• DATA SUPPLIED

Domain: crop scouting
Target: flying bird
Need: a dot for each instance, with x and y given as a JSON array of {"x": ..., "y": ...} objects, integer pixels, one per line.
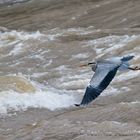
[{"x": 105, "y": 71}]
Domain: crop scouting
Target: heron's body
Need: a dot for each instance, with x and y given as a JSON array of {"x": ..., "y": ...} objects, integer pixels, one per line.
[{"x": 105, "y": 70}]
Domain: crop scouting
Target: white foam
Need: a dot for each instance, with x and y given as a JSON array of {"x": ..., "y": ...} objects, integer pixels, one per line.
[
  {"x": 10, "y": 100},
  {"x": 80, "y": 56},
  {"x": 126, "y": 76},
  {"x": 110, "y": 43}
]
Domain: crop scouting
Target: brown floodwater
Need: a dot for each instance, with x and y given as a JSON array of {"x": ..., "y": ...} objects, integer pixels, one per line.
[{"x": 42, "y": 44}]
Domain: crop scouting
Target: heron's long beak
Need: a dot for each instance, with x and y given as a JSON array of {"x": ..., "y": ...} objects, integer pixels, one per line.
[{"x": 85, "y": 65}]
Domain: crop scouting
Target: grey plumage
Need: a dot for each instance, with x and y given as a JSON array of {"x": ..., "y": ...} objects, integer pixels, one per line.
[{"x": 105, "y": 71}]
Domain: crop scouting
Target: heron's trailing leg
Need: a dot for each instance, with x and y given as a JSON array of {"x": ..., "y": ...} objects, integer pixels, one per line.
[{"x": 135, "y": 68}]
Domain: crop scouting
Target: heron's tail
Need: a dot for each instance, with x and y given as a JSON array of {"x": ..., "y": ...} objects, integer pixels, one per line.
[{"x": 127, "y": 58}]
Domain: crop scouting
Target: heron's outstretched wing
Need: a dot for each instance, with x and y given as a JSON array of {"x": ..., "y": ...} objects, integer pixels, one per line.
[{"x": 104, "y": 74}]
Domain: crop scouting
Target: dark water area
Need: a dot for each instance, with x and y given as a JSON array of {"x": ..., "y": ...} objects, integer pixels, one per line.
[{"x": 42, "y": 44}]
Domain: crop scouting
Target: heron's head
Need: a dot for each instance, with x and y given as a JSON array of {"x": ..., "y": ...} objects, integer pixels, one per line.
[{"x": 91, "y": 64}]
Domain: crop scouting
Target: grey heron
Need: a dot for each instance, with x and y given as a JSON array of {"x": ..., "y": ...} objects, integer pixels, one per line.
[{"x": 105, "y": 71}]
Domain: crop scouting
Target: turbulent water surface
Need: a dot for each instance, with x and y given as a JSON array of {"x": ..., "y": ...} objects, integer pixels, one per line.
[{"x": 42, "y": 44}]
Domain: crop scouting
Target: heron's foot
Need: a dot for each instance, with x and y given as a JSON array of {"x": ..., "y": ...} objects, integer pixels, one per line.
[{"x": 135, "y": 68}]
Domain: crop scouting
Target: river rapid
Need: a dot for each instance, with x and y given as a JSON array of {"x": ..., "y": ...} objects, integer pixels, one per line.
[{"x": 42, "y": 44}]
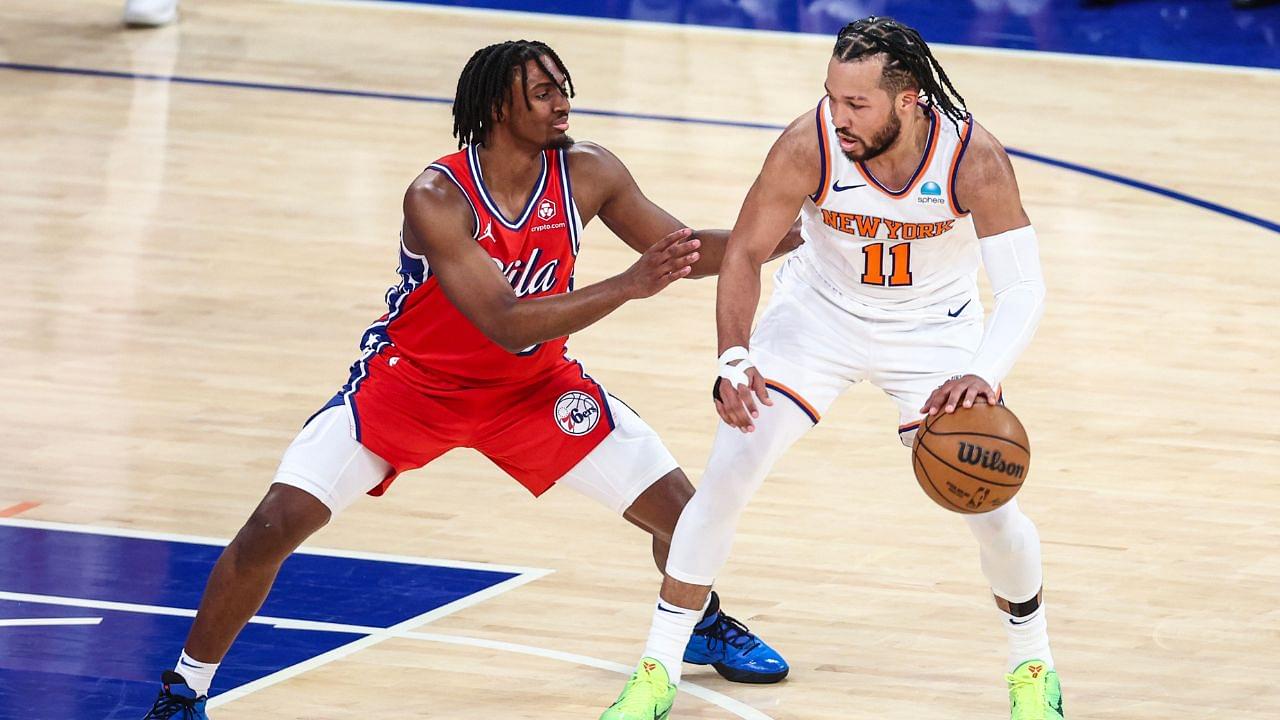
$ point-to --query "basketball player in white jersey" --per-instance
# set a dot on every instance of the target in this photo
(885, 290)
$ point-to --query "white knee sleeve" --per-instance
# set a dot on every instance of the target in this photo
(737, 466)
(1010, 551)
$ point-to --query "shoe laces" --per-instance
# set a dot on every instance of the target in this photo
(732, 633)
(169, 706)
(1025, 692)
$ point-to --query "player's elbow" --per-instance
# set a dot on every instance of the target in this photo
(508, 337)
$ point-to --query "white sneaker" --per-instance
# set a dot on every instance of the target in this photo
(150, 13)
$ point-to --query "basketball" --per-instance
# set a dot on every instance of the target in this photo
(972, 460)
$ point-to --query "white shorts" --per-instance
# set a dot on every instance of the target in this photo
(324, 461)
(812, 345)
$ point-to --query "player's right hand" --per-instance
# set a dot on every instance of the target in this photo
(736, 404)
(664, 263)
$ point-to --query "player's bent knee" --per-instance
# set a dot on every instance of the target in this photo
(325, 463)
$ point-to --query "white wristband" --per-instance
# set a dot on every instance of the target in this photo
(735, 374)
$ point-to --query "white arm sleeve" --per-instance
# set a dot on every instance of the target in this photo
(1013, 267)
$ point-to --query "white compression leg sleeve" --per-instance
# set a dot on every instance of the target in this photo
(1010, 551)
(1011, 561)
(737, 465)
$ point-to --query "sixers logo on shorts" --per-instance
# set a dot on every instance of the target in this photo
(576, 413)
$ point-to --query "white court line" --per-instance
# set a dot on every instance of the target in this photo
(819, 40)
(373, 636)
(524, 575)
(368, 641)
(48, 621)
(222, 542)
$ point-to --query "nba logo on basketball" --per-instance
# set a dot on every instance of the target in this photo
(576, 413)
(545, 209)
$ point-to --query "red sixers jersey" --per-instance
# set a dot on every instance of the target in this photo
(535, 251)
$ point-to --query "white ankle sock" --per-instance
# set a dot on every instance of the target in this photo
(1028, 638)
(197, 674)
(668, 636)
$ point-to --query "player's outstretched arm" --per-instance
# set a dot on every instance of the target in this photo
(1010, 253)
(638, 220)
(439, 224)
(771, 208)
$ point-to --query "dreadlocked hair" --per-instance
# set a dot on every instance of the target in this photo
(485, 85)
(908, 62)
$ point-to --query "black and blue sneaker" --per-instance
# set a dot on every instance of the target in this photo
(177, 701)
(734, 651)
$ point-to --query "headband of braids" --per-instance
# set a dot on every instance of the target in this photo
(909, 62)
(485, 83)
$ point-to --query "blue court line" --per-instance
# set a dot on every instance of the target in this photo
(407, 98)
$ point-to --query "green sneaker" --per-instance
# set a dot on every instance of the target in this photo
(648, 695)
(1034, 693)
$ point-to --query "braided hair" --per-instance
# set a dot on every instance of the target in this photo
(485, 85)
(908, 64)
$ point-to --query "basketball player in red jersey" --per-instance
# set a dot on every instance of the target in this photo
(471, 354)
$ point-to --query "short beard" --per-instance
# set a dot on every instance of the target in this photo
(561, 142)
(881, 142)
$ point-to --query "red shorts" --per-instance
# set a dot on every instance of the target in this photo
(534, 429)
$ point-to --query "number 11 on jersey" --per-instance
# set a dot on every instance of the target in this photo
(900, 259)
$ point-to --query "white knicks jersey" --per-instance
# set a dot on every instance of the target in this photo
(891, 249)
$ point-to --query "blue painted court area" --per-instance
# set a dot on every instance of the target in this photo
(1193, 31)
(88, 620)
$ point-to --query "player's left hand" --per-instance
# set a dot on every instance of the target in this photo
(959, 391)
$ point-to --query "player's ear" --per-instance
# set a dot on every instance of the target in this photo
(908, 99)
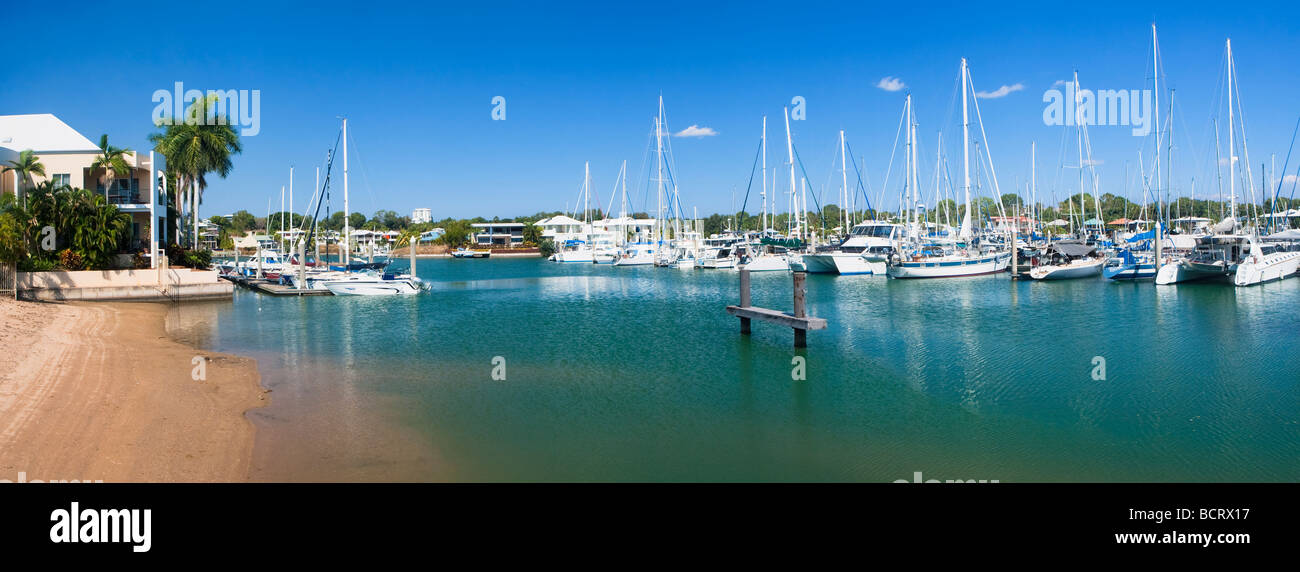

• EXERCISE DETAILS
Leave the pictures aside and give the records above back word for word.

• EXERCISE RESULT
Domain: crop scouting
Target: flying bird
Need: a dot for each instance, with x and y given as a JSON array of {"x": ..., "y": ...} objects, integer pixels, one per line.
[{"x": 105, "y": 71}]
Domain: crop scouting
Target: heron's body
Need: a dot for each instance, with x and y given as a JSON array of {"x": ..., "y": ...} objects, integer pixels, one per line.
[{"x": 105, "y": 70}]
Domain: crop scouting
Target: white foam
Need: a dot for each instance, with x and y given as a JSON array of {"x": ..., "y": ...} objects, integer pixels, one per line.
[
  {"x": 10, "y": 100},
  {"x": 80, "y": 56},
  {"x": 126, "y": 76},
  {"x": 110, "y": 43}
]
Domain: crop scouting
Target: brown floodwater
Need: a dot for each instance, with x and y given as a JSON array of {"x": ..., "y": ...} objects, integer pixels, one per line.
[{"x": 42, "y": 44}]
Domain: crop scouting
Target: heron's long beak
Need: a dot for each instance, with x and y given as a JSON array of {"x": ..., "y": ...} objects, integer pixels, one per line.
[{"x": 85, "y": 65}]
Domain: crop scouting
Target: grey plumage
Need: a dot for each instance, with x and y given as a JSON array of {"x": ..., "y": ...} objects, integer pixels, one per line.
[{"x": 105, "y": 71}]
Domain: crop scouting
Target: heron's trailing leg
Need: a dot for each instance, with x and y given as a JSON array of {"x": ..., "y": ...} objects, integer pixels, one per line.
[{"x": 135, "y": 68}]
Domain: crop scouting
Target: heron's tail
Need: a dot for each instance, with x and y given as a JSON array of {"x": ..., "y": ...} objects, integer pixels, one per line.
[{"x": 127, "y": 58}]
Domain: crop scouting
Target: heron's outstretched wing
Need: a dot for each instance, with x and y given as a JSON array of {"x": ..., "y": ...} objects, integer pixels, one per line.
[{"x": 104, "y": 74}]
Domain: crop scouting
Target: dark water area
Need: a dot for each instance, with x and y given as a JSON array of {"x": ..., "y": ...} objects, integer pixels, one per line.
[{"x": 42, "y": 44}]
Domain: crop scouting
Target: heron's head
Need: a dot for each instance, with x and y given as a JSON array of {"x": ..., "y": ...} objects, integer pixels, one per line.
[{"x": 91, "y": 64}]
Domain: crop scouting
Target: grey heron
Need: a dot for each instance, with x and y given as a JSON array of {"x": ..., "y": ...} objects, integer pixels, one per line.
[{"x": 105, "y": 71}]
Domain: crop scouting
Target: turbulent water surface
Need: a dot for each instance, with x and y given as a JSON array of {"x": ..., "y": ...} objects, integer pixels, one per line.
[{"x": 42, "y": 44}]
Domain: crop scouting
Target: heron's foot
Need: a dot for each instance, with x and y given as a JSON array of {"x": ..., "y": ...} objects, integer pixels, one per line.
[{"x": 135, "y": 68}]
Domain: crop scouting
Target: river rapid
Need: a dot for each instance, with x and y given as a JSON array of {"x": ..., "y": ...} objects, integer pixels, one per line.
[{"x": 42, "y": 44}]
$ point-to --query "basketball player in white jersey" --per-instance
# set a dot on every instance of the target in this photo
(885, 290)
$ point-to --query "white knee sleeve" --per-instance
# set a dot on every instance of the target in this photo
(737, 466)
(1010, 551)
$ point-to --query "shoe laces" --per-instance
# set a dot on every instance of the target in this photo
(732, 633)
(169, 706)
(1025, 692)
$ point-to --query "player's elbow" --per-instance
# set a dot on every instance of the target in this photo
(508, 337)
$ point-to --query "white sneaker" --per-instance
# set a dot on every instance of the target in this photo
(150, 13)
$ point-to --query "basketball" --per-instance
# set a dot on every instance of the target in this photo
(972, 460)
$ point-to --query "white shorts" --per-instance
# set a dot on every instance of the target in this photo
(324, 461)
(812, 345)
$ point-to --query "player's right hand" --per-instance
# set a dot on every instance of the target in this photo
(736, 404)
(664, 263)
$ point-to --query "player's bent knee" --per-instance
# set a dot on every instance of the target in this photo
(325, 463)
$ point-to --query "white wristband" --per-instance
# set a dot on every instance of the target in this photo
(735, 374)
$ point-to --query "white arm sleeve" --per-instance
# set a dot on every instance of the target in this photo
(1013, 267)
$ point-to --query "white compression leg sleeve" --per-instance
# set a dot on every instance of the target in this photo
(1010, 551)
(1011, 561)
(737, 465)
$ point-to --query "sixers logo on shorts" --per-instance
# set a dot on every instance of the target in this photo
(576, 413)
$ point-to --query "white court line" --per-instance
# set a dot on every instance of the target in this photo
(819, 40)
(373, 636)
(524, 575)
(368, 641)
(48, 621)
(222, 542)
$ point-to --query "nba logo on basketball" --per-instance
# set a dot on every instance of the target in this photo
(576, 413)
(545, 209)
$ point-to --query "red sixers jersey" --per-instance
# set a dot on every instance of the target in this photo
(535, 251)
$ point-to --query "white ankle sock" --per-instance
# set a dot on every instance of the target in this photo
(1028, 638)
(197, 674)
(668, 636)
$ point-to --query "player's outstretched arm" --per-instance
# set a dot on every instance of the target in this photo
(1010, 253)
(638, 220)
(439, 224)
(771, 208)
$ point-to --query "dreadlocked hair" --per-instance
# set a dot on every instance of the target in this photo
(485, 85)
(908, 62)
$ point-to --query "black and blue sneaker" --per-instance
# set a dot on every instance of the target in this photo
(177, 701)
(734, 651)
$ point-to --query "headband of braids" --per-instance
# set a dot on every instance of the target in this photo
(909, 62)
(485, 83)
$ point-to --query "blue court line" --per-instance
# set a dot on every instance of the target in this photo
(407, 98)
$ point-to --query "green sneaker" --per-instance
# set a dot on every instance of the target in this photo
(648, 695)
(1034, 693)
$ point-to --query "braided hair" --per-instance
# set a dot on every instance of the target in this photo
(485, 85)
(908, 64)
$ point-to --query "basketball player in red jersey" --per-instance
# set a dot on every instance of the target in this photo
(471, 354)
$ point-to --query "short beard" --per-instance
# set a dot on every instance of the target in this photo
(561, 142)
(881, 142)
$ point-to --query "red shorts" --per-instance
# set a dot on every instance of the target in this photo
(534, 429)
$ point-to --query "number 11 on jersey" --per-instance
# set a dot on every instance of the target in this photo
(900, 259)
$ point-to --query "white knicks jersey" --per-instance
# set a dot on every instance of the target in this photo
(891, 249)
$ point-to --query "blue painted court area" --per-instance
# set a dot on every instance of the target in this photo
(1193, 31)
(88, 620)
$ point-to --query "player's left hand" --per-instance
# set a dot on every instance of the target in this photo
(959, 391)
$ point-to --query "player's ear" --per-instance
# set a dot on every instance of the target in this photo
(908, 99)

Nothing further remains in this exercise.